Records for the task:

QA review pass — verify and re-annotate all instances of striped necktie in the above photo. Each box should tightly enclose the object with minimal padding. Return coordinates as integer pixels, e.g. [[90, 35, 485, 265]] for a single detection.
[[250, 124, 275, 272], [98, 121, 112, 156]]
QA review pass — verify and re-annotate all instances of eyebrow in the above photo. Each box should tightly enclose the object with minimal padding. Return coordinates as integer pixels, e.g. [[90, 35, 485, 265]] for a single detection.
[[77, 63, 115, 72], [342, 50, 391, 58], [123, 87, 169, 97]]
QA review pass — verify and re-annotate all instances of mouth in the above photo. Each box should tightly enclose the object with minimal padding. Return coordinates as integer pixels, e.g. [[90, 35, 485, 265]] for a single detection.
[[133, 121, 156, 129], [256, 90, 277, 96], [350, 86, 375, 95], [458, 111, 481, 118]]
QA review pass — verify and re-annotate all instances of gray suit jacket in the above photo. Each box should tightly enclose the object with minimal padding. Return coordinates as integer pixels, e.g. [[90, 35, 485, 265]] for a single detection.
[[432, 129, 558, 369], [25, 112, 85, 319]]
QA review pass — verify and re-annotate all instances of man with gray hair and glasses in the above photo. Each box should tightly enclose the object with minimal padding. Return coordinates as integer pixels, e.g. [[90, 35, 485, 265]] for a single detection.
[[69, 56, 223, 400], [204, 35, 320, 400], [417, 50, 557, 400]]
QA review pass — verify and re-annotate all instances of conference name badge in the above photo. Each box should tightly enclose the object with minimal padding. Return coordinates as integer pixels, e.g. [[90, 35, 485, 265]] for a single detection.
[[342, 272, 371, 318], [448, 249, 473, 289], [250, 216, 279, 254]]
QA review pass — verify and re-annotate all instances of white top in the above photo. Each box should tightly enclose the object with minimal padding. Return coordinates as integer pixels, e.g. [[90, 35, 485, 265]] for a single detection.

Exercise aim:
Render every line of the records above as a JSON list of strings, one string per line, leaving out any blank lines.

Reply:
[
  "QA review pass — verify and re-annotate all instances of striped necktie in the above photo. Each box should tightly enclose the object with minimal padding. Return coordinates as integer pixels, e.g. [[90, 35, 485, 265]] for a single detection.",
  "[[250, 124, 275, 272], [98, 121, 112, 156]]",
  "QA review pass — verify and re-annotate all instances of eyebrow in the above photo. Each box should tightly enclose the object with minimal padding. Return coordinates as integer pixels, e.g. [[90, 35, 485, 265]] for a single detection.",
  "[[77, 63, 115, 72], [342, 50, 391, 58], [123, 87, 169, 97]]",
  "QA review pass — verify and re-annotate all instances of mouth in the above photo. Each box should tightly enclose the object with minimal padding. Return coordinates as integer pixels, e.g. [[90, 35, 485, 265]] for a single detection.",
  "[[133, 121, 156, 129], [256, 90, 277, 96], [350, 86, 375, 95], [458, 111, 481, 118]]",
  "QA review pass — verify and re-annotate all instances of gray suit jacket in the above photo. Each box should tightly enclose the object with minimal padding. Return coordinates as integer pixels, e.g. [[90, 35, 485, 265]] for a single detection.",
  "[[432, 129, 558, 369], [25, 112, 85, 319]]",
  "QA review pass — verify and re-annotate all instances of man with gray hair and glasses in the above photo. Each box should tightly enclose the object with minimal padding. Return coordinates as integer pixels, e.g. [[90, 35, 485, 265]] for a single detection.",
  "[[69, 56, 223, 400], [204, 35, 320, 400], [417, 50, 557, 400]]",
  "QA review pass — verify and re-annotate all instances of conference name badge in the above photo. Each box should tightly enclose the object with minimal padding. Return coordinates as integer pixels, e.g. [[90, 35, 485, 265]] for a single detection.",
  "[[342, 272, 371, 318], [448, 249, 473, 289], [250, 216, 279, 254]]",
  "QA review pass — verify and re-annotate all instances of white top in the above photo. Each box should tightly enclose the object with minimal padding. Return coordinates as integer pixels, e.g. [[90, 35, 485, 265]] for a single detection."
]